EXCERPT TO READ »
--- start ---

Beyond these two instances, there are other cases of interventions by many courageous members of the two chambers of the National Assembly in Nigeria. However, there is deep feeling of concerns among Nigerians that courageous voices of individual legislators in both the Senate and the House of Representatives is fading away and both chambers are becoming more like rubber stamps. Partly because of the faint or almost complete absence of courageous voices in the National Assembly, the President and the members of the Executive body of Government are practically getting away with virtually every wrong decision that are injurious to the wellbeing of Nigerian citizens. A good example is the impulsive declaration of President Asiwaju Bola Ahmed Tinubu to end petroleum subsidy without any clear plan. Followed by another impulsive decision to float the Naira exchange rate against other international currencies with hardly any plan.

The consequence of this reality is rock-bottom crash of living conditions in the country as a result of unimaginable decimation of value of incomes. Now more than one year after, there doesn’t appear to be any logical response from the government and hardly any dedicated debate in any of the two chambers in the National Assembly around these issues. Not even during the debate for the passage of the 2024 budget. It is no secret that Nigerians are in shock and highly disappointed by the performances of the 10th National Assembly that so far hold the most expeditious record of passage of executive bills, including the scandalous reversal to an old National Anthem that hardly makes any sense without any public hearing. As it is now, thanks to the 10th National Assembly, the President Asiwaju Tinubu’s government is operating three budgets concurrently – 2023, 2023 Supplementary and 2024 Budgets. There are speculations that a fourth – 2024 Supplementary Budget is on its way, which, if that happens, will be expressly passed and accordingly makes it the fourth concurrent budget running.

--- end ---

WHAT NEEDS TO BE DONE » Decide whether each statement below agrees with the passage on Nigeria's National Assembly, answering yes or no and quoting the deciding words. 1. The 2024 budget debate in the National Assembly included dedicated discussion of the subsidy and exchange-rate decisions. 2. The government is operating three budgets concurrently. 3. The return to the old National Anthem followed a public hearing.

DATASET SECTION »
--- start ---

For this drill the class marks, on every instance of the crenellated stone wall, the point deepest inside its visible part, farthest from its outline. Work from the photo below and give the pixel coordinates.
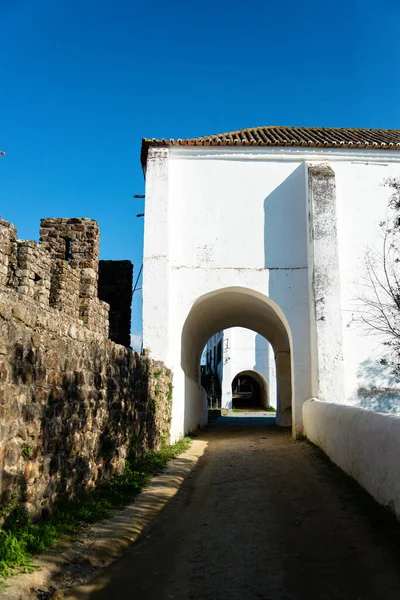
(72, 402)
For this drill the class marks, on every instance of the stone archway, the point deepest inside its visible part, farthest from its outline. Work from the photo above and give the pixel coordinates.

--- end ---

RESPONSE TO THE TASK »
1. No: "Not even during the debate for the passage of the 2024 budget."
2. Yes: "the President Asiwaju Tinubu’s government is operating three budgets concurrently – 2023, 2023 Supplementary and 2024 Budgets."
3. No: "the scandalous reversal to an old National Anthem that hardly makes any sense without any public hearing."